**EXERCISE**
Return each line of the data below verbatim; pictures are to be left out.
___ PROVIDED DATA ___
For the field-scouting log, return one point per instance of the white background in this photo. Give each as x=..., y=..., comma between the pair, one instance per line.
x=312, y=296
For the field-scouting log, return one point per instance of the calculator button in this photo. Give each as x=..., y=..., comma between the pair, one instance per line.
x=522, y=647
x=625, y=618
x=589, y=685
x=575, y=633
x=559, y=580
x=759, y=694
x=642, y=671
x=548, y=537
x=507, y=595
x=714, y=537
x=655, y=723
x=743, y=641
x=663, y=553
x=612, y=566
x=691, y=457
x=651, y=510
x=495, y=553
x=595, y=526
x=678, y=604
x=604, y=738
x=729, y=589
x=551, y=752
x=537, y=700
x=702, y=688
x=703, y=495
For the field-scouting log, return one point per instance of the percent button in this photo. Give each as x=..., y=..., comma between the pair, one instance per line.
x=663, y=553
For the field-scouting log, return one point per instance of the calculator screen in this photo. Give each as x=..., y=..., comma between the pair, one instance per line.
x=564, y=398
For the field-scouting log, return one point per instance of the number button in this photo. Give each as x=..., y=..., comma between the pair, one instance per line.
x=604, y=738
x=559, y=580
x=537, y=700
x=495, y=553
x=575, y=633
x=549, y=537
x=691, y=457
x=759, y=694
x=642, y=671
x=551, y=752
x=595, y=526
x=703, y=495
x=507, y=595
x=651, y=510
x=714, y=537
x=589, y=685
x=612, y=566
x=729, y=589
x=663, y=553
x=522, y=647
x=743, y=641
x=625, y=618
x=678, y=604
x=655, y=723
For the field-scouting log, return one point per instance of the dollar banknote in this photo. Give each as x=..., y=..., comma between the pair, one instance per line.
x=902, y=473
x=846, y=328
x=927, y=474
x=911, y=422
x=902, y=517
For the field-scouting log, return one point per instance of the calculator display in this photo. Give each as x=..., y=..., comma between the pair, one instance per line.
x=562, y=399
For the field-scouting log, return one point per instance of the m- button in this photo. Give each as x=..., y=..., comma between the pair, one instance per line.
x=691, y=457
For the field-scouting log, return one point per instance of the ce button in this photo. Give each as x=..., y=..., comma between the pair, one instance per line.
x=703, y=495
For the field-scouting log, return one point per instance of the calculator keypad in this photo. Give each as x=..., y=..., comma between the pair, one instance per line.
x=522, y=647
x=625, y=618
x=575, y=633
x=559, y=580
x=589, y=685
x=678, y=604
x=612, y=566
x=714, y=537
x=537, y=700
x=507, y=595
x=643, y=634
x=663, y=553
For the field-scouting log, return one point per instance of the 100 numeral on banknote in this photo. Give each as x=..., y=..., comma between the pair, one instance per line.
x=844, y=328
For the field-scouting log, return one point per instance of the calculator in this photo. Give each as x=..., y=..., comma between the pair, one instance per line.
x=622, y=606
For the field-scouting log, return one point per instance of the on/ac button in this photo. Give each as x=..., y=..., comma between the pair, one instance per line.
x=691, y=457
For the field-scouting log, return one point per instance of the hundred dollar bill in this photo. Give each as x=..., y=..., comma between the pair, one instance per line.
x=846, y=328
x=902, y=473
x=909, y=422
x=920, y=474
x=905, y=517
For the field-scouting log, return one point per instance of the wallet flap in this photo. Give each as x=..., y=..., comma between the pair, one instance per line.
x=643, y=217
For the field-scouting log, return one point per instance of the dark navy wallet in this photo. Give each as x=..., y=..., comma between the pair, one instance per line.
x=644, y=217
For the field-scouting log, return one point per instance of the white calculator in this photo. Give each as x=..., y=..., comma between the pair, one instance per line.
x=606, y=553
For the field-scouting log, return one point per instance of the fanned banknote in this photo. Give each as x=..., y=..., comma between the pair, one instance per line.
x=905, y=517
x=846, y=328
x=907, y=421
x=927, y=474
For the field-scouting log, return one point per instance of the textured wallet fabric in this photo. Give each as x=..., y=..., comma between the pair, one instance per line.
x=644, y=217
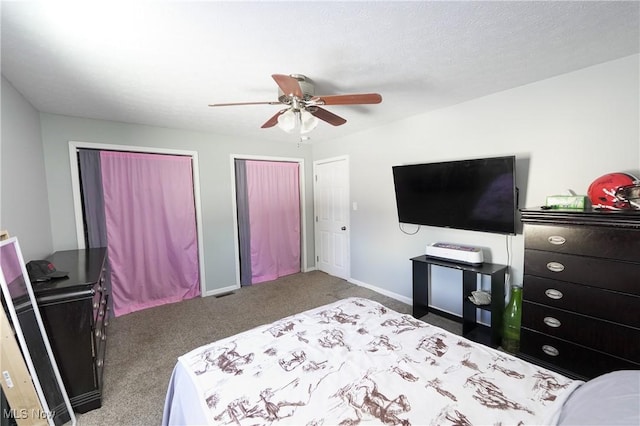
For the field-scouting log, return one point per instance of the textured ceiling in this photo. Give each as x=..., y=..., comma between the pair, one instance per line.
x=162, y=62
___
**WRITTEN RESPONSE**
For the field-scouting log, return one point per instance of the white background in this photo. Give each as x=..., y=..., comma between the pair, one instance per line.
x=312, y=296
For the field-scouting log, return one point per instance of the calculator button in this photo. Give each as x=..., y=..., comma between the pair, one instance per line.
x=522, y=647
x=625, y=618
x=589, y=685
x=575, y=633
x=559, y=580
x=759, y=694
x=642, y=671
x=548, y=537
x=507, y=595
x=714, y=537
x=655, y=723
x=743, y=641
x=663, y=553
x=612, y=566
x=691, y=457
x=651, y=510
x=495, y=553
x=595, y=526
x=678, y=604
x=604, y=738
x=729, y=589
x=551, y=752
x=537, y=700
x=702, y=688
x=703, y=495
For the field-scouting log, return one point per instance of the percent button in this photo. Give each as x=..., y=..., comma between the pair, one instance per line.
x=663, y=553
For the field-scouting log, return one point per instance of the calculator screen in this photo. Give each as x=..., y=..., comma between the pair, one instance per line.
x=564, y=398
For the field-scouting log, return one point per instance of the number button in this photo. Give each as x=..., y=..., comma between the pair, one instance per line.
x=604, y=738
x=559, y=580
x=537, y=700
x=495, y=553
x=575, y=633
x=549, y=537
x=691, y=457
x=759, y=694
x=642, y=671
x=551, y=752
x=595, y=526
x=703, y=495
x=507, y=595
x=651, y=510
x=714, y=537
x=589, y=685
x=612, y=566
x=729, y=589
x=663, y=553
x=522, y=647
x=743, y=641
x=625, y=618
x=678, y=604
x=655, y=723
For the field-scouting log, return one point per instance of the dollar banknote in this photo. Give each as x=..., y=..., comma between the pair, one instance per line.
x=902, y=473
x=846, y=328
x=927, y=474
x=911, y=422
x=902, y=517
For the field-scouting log, return one point per instance of the calculator display in this photo. Give each as x=..., y=..., comma between the pair, one instance per line.
x=562, y=399
For the field-scouting log, return one point per instance of the m- button in this photo. Give each as x=..., y=..., comma between the pair, one instance per line.
x=691, y=457
For the field-scouting log, return one point per instance of the ce button in this photo. Give each as x=..., y=..., comma between the pair, one instance per line.
x=703, y=495
For the field-scouting log, return one point per instance of the calculator keypad in this photo. Give each as x=..., y=..., comma between the pair, one instance per line.
x=522, y=647
x=625, y=618
x=575, y=633
x=559, y=580
x=589, y=685
x=678, y=604
x=612, y=566
x=714, y=537
x=537, y=700
x=507, y=595
x=643, y=634
x=663, y=553
For the field-scouting log, return one point per instance of the 100 numeral on banknote in this photo. Give each as x=..., y=..., comma between the pair, one instance per line.
x=844, y=328
For the field-scouting log, return one point per instance of the calculator in this photo. Give each as x=..., y=..., comma between the pair, one instance per line.
x=622, y=606
For the field-scouting log, return one point per instance of the on/ac button in this photo. Give each as x=..., y=..., comma between the pair, one instance per line.
x=691, y=457
For the field-scouting log, return one point per instance of the hundred dollar bill in this photo. Give each as x=..., y=..., comma between the pair, one instance per line.
x=846, y=328
x=902, y=473
x=909, y=422
x=920, y=474
x=905, y=517
For the field-scouting log, return one point per instance of the wallet flap in this photo. Give each as x=..., y=..., comma between the pair, one instance per line.
x=643, y=217
For the field-scouting log, return one point per instance of the dark navy wallet in this photo. Give each as x=..., y=..., comma between the pair, one instance per line.
x=644, y=217
For the field-scouting log, return one point per instance of the white calculator in this photo. Give each as x=..., y=..., comma between the pair, one instance per line.
x=606, y=553
For the field-scouting log, return one point per instance of the fanned banknote in this photo. Give each as x=..., y=..., comma between the pair, one instance per line.
x=905, y=517
x=846, y=328
x=907, y=421
x=927, y=474
For the field-scouting log, return one point per instance of the textured wallet fabric in this photo. Give each as x=..., y=..., comma between the pair, one instance per line.
x=644, y=217
For the field-scouting log, return one point per instance of the textured ceiling in this photo. Give each as x=..., y=..., comma between the pair, one instance per line.
x=162, y=62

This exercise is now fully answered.